* To do
Count the lines in the data below that contain the string "metal". Give only the number.

_ _ _ _ _ _ _

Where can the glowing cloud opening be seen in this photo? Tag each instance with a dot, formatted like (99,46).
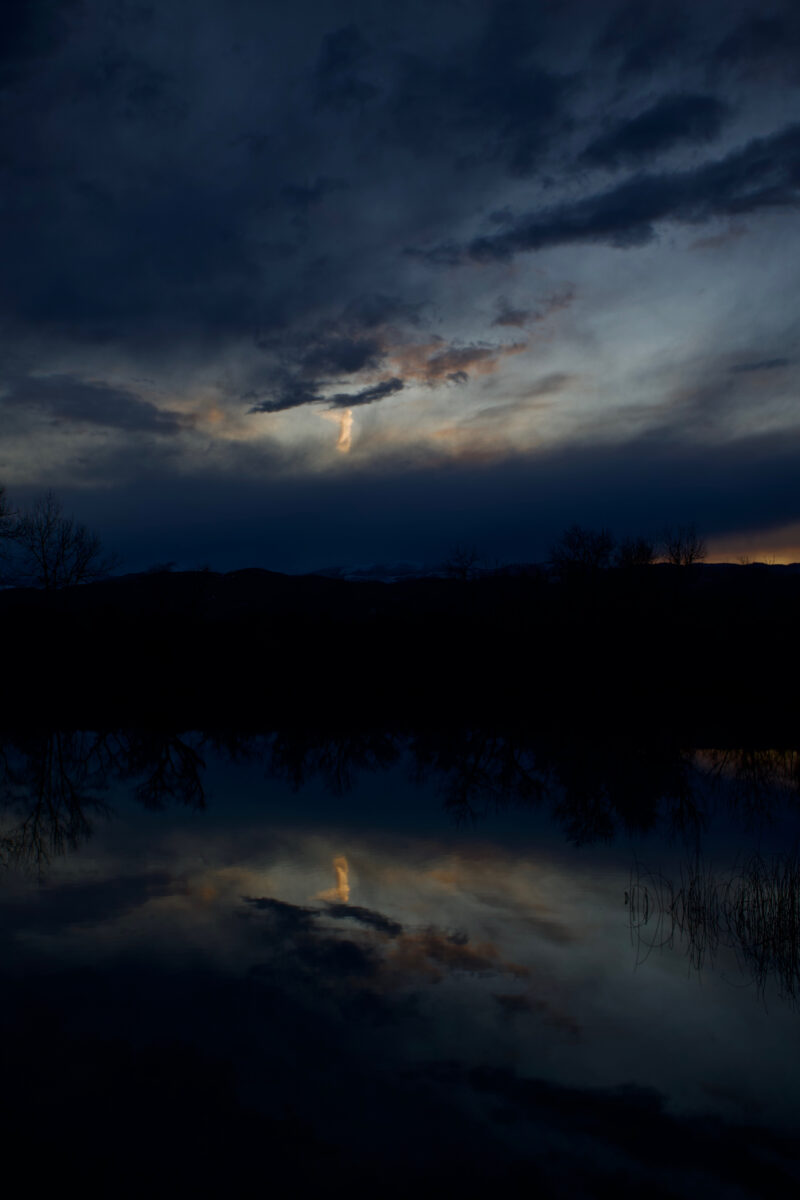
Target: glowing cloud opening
(346,437)
(341,892)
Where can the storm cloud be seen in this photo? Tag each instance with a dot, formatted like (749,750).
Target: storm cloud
(209,240)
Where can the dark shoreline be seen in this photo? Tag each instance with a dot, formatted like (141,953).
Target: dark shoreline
(709,655)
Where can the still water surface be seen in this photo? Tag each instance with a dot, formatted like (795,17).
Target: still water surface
(337,965)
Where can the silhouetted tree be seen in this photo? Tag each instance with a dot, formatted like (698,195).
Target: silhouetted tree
(462,562)
(683,545)
(581,551)
(55,551)
(6,532)
(633,552)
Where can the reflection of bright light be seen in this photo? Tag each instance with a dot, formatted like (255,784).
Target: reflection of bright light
(341,893)
(346,433)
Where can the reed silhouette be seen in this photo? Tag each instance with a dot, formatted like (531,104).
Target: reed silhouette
(752,910)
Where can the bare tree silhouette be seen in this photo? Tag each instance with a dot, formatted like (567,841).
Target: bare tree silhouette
(55,551)
(635,552)
(581,551)
(462,562)
(684,546)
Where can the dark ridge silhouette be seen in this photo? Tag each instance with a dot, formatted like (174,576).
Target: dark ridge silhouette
(708,652)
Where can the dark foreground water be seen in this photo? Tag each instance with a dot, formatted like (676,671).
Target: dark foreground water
(396,963)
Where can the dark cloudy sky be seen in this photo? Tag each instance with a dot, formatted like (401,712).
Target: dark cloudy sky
(308,283)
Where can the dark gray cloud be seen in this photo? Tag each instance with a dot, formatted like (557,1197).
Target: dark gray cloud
(338,77)
(762,37)
(672,121)
(416,507)
(485,97)
(367,395)
(232,208)
(762,365)
(72,401)
(644,36)
(295,394)
(367,917)
(55,909)
(765,174)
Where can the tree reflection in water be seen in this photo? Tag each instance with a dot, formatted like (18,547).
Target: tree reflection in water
(752,911)
(53,785)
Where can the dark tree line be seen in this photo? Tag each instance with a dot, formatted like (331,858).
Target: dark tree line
(581,551)
(43,547)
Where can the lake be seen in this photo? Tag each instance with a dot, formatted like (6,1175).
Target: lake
(395,959)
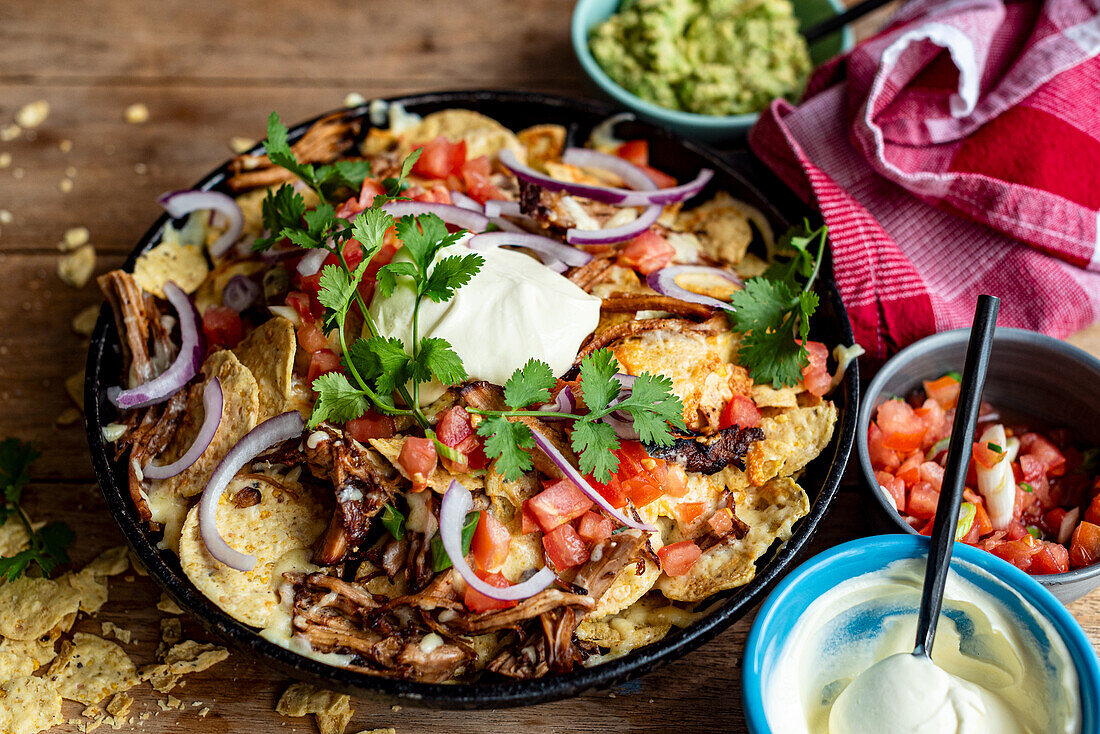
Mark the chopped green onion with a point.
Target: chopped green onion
(440, 561)
(394, 522)
(967, 513)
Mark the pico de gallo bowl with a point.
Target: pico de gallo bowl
(1032, 481)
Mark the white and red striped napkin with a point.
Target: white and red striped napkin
(955, 153)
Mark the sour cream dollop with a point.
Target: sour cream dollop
(847, 667)
(514, 309)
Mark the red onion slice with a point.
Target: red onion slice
(257, 440)
(475, 221)
(240, 293)
(211, 408)
(607, 194)
(464, 201)
(664, 282)
(452, 514)
(574, 475)
(543, 245)
(178, 204)
(179, 372)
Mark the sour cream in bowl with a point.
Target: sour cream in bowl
(1009, 656)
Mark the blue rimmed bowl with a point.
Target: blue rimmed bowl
(780, 613)
(705, 128)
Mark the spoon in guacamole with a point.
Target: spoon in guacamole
(909, 693)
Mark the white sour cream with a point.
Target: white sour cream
(514, 309)
(993, 672)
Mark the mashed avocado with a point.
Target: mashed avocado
(707, 56)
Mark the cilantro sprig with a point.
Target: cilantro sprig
(773, 310)
(47, 545)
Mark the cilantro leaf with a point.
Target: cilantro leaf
(436, 359)
(337, 400)
(506, 440)
(598, 385)
(594, 441)
(450, 274)
(529, 384)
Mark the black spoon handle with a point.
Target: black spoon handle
(958, 459)
(836, 22)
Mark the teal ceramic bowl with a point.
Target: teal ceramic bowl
(780, 613)
(706, 128)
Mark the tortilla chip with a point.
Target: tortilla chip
(792, 439)
(769, 511)
(28, 705)
(91, 668)
(440, 479)
(303, 699)
(32, 607)
(483, 135)
(183, 264)
(240, 413)
(288, 522)
(268, 353)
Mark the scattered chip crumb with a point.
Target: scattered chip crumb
(241, 144)
(33, 113)
(76, 267)
(136, 113)
(85, 321)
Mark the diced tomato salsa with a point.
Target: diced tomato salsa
(1055, 521)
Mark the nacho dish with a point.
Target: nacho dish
(436, 400)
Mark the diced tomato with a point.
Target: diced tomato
(689, 512)
(678, 558)
(475, 601)
(222, 326)
(475, 175)
(491, 543)
(935, 423)
(902, 430)
(922, 501)
(647, 252)
(371, 425)
(722, 522)
(741, 412)
(418, 459)
(558, 504)
(322, 362)
(440, 157)
(944, 391)
(1085, 545)
(881, 457)
(815, 375)
(1051, 558)
(564, 547)
(910, 470)
(933, 473)
(594, 527)
(1045, 451)
(310, 337)
(894, 488)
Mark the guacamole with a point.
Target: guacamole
(707, 56)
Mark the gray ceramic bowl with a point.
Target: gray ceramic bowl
(1030, 373)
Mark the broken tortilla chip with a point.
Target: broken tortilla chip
(289, 522)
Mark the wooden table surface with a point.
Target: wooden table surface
(209, 70)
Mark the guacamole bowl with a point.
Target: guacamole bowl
(705, 128)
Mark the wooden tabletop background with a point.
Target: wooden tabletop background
(209, 70)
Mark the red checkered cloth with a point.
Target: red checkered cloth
(955, 153)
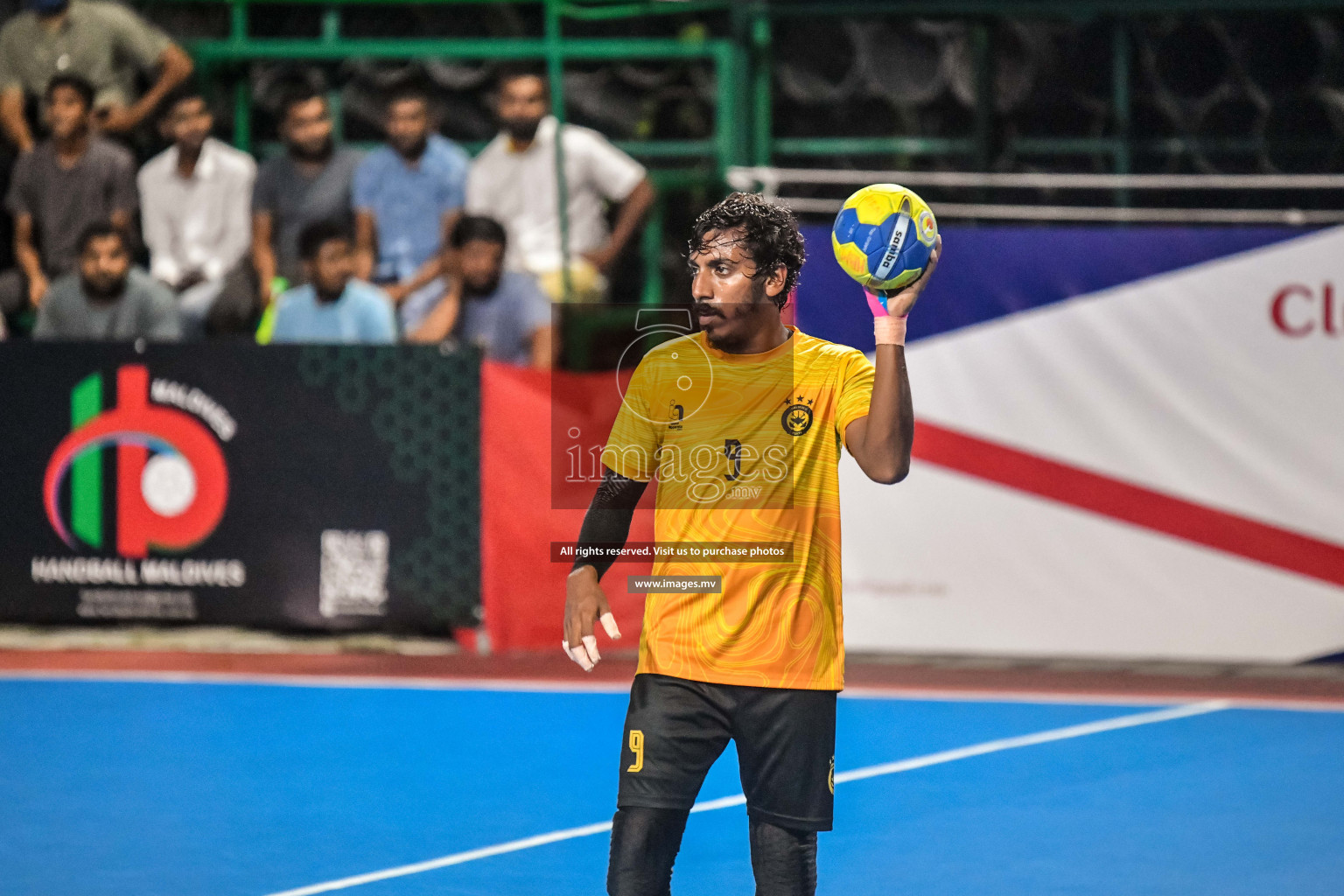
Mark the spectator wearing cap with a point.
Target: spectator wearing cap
(503, 312)
(310, 183)
(67, 183)
(408, 193)
(195, 213)
(514, 180)
(108, 300)
(332, 306)
(105, 43)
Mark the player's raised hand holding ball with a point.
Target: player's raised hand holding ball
(887, 240)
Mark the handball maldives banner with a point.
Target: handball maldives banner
(304, 488)
(1130, 444)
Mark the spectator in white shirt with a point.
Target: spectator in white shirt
(195, 202)
(514, 182)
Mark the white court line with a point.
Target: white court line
(724, 802)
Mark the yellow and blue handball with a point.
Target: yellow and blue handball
(883, 236)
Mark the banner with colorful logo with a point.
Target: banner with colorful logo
(1128, 444)
(304, 488)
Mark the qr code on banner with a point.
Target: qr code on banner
(354, 578)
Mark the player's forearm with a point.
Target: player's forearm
(889, 431)
(24, 251)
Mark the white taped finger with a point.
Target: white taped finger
(591, 642)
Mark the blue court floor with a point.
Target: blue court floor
(214, 788)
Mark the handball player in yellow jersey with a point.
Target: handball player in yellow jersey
(742, 424)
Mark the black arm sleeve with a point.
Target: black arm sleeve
(608, 522)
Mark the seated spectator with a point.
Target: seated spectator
(108, 300)
(332, 306)
(67, 183)
(195, 213)
(105, 43)
(501, 312)
(514, 180)
(408, 195)
(310, 183)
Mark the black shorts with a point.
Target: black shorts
(676, 728)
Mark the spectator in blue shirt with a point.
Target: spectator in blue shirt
(504, 313)
(332, 306)
(408, 193)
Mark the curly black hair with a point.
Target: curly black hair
(769, 234)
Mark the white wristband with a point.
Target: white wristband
(890, 331)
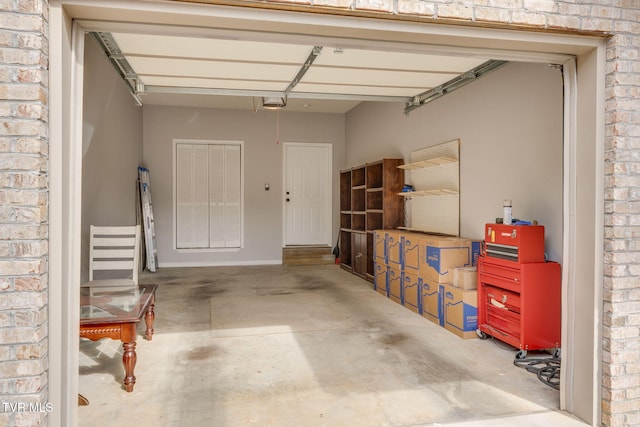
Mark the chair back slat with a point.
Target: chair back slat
(114, 249)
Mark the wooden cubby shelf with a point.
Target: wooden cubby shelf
(369, 201)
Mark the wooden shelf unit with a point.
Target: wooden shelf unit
(369, 200)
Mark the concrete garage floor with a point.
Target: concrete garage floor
(303, 346)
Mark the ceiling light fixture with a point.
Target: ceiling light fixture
(274, 103)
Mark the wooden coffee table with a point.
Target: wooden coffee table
(114, 312)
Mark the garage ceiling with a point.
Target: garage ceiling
(227, 73)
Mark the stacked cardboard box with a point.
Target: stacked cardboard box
(430, 275)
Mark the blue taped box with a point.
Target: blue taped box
(430, 302)
(460, 309)
(411, 282)
(394, 287)
(380, 278)
(441, 255)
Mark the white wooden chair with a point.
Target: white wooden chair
(114, 251)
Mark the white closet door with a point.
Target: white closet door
(233, 195)
(192, 209)
(217, 226)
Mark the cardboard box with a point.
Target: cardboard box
(380, 278)
(379, 246)
(411, 250)
(394, 287)
(394, 248)
(411, 282)
(440, 255)
(430, 302)
(465, 277)
(460, 309)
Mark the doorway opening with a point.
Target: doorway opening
(583, 121)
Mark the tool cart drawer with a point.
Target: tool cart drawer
(499, 275)
(503, 310)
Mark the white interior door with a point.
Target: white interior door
(307, 195)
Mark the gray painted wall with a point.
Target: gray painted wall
(509, 124)
(263, 161)
(111, 148)
(510, 127)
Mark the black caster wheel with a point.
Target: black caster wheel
(481, 335)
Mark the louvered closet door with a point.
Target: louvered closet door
(192, 210)
(224, 196)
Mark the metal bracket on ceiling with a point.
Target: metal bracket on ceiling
(463, 79)
(119, 61)
(315, 52)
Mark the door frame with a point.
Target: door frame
(583, 234)
(329, 185)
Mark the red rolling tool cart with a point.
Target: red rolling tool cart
(519, 294)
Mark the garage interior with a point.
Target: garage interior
(281, 345)
(515, 111)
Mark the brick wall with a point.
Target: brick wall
(23, 180)
(23, 212)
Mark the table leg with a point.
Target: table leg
(149, 318)
(129, 360)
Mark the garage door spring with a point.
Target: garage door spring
(547, 369)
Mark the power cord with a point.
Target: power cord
(546, 368)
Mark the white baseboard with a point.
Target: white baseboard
(218, 264)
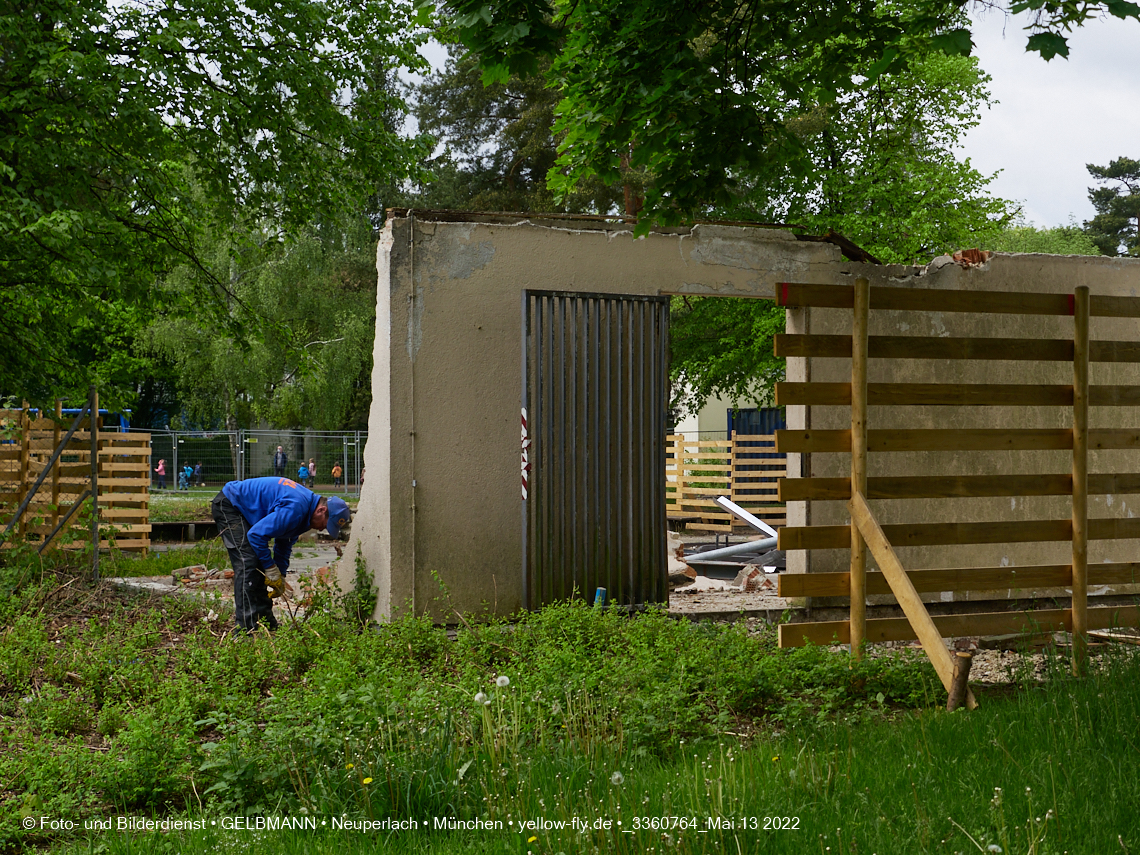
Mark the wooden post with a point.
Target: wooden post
(904, 592)
(55, 467)
(95, 482)
(858, 463)
(960, 683)
(25, 471)
(1080, 475)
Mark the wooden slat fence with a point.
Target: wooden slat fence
(27, 442)
(858, 441)
(743, 467)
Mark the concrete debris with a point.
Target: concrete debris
(751, 579)
(185, 572)
(971, 258)
(198, 576)
(680, 572)
(703, 583)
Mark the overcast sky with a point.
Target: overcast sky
(1055, 117)
(1051, 117)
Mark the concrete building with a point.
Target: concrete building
(439, 519)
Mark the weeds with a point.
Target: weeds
(115, 706)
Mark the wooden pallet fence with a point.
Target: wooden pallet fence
(860, 441)
(740, 467)
(27, 442)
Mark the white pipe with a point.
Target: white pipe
(767, 543)
(756, 522)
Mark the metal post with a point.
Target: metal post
(95, 482)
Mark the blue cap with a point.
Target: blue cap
(339, 515)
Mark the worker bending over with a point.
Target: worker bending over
(249, 513)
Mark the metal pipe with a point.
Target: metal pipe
(724, 552)
(756, 522)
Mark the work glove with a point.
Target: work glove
(274, 581)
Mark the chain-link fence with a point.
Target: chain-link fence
(192, 459)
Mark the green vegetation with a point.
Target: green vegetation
(133, 135)
(702, 96)
(1058, 241)
(112, 706)
(1116, 227)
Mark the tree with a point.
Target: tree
(127, 128)
(697, 95)
(879, 165)
(497, 143)
(1114, 229)
(880, 169)
(1059, 241)
(309, 366)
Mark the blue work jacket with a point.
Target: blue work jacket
(275, 507)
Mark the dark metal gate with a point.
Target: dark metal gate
(594, 405)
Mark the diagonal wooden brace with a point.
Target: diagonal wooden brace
(905, 594)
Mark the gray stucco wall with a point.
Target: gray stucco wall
(439, 518)
(440, 506)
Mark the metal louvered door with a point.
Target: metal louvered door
(595, 396)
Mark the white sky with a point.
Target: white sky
(1055, 117)
(1050, 119)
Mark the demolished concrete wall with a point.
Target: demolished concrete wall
(439, 527)
(439, 519)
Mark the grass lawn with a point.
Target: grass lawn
(697, 738)
(194, 504)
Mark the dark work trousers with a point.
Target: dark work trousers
(251, 600)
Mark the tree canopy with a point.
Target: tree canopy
(699, 95)
(1116, 227)
(128, 127)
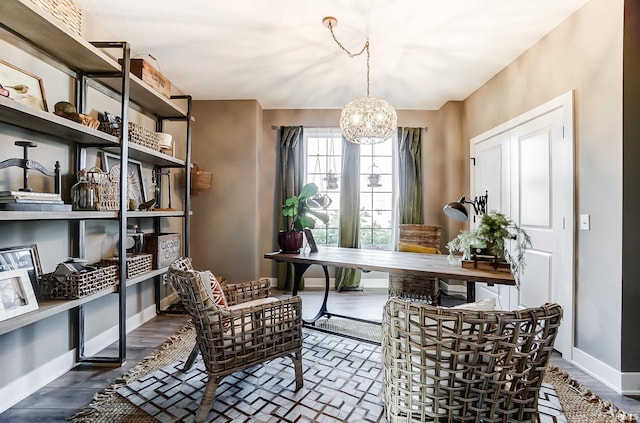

_ _ _ _ _ _ _

* Solution for this problem
10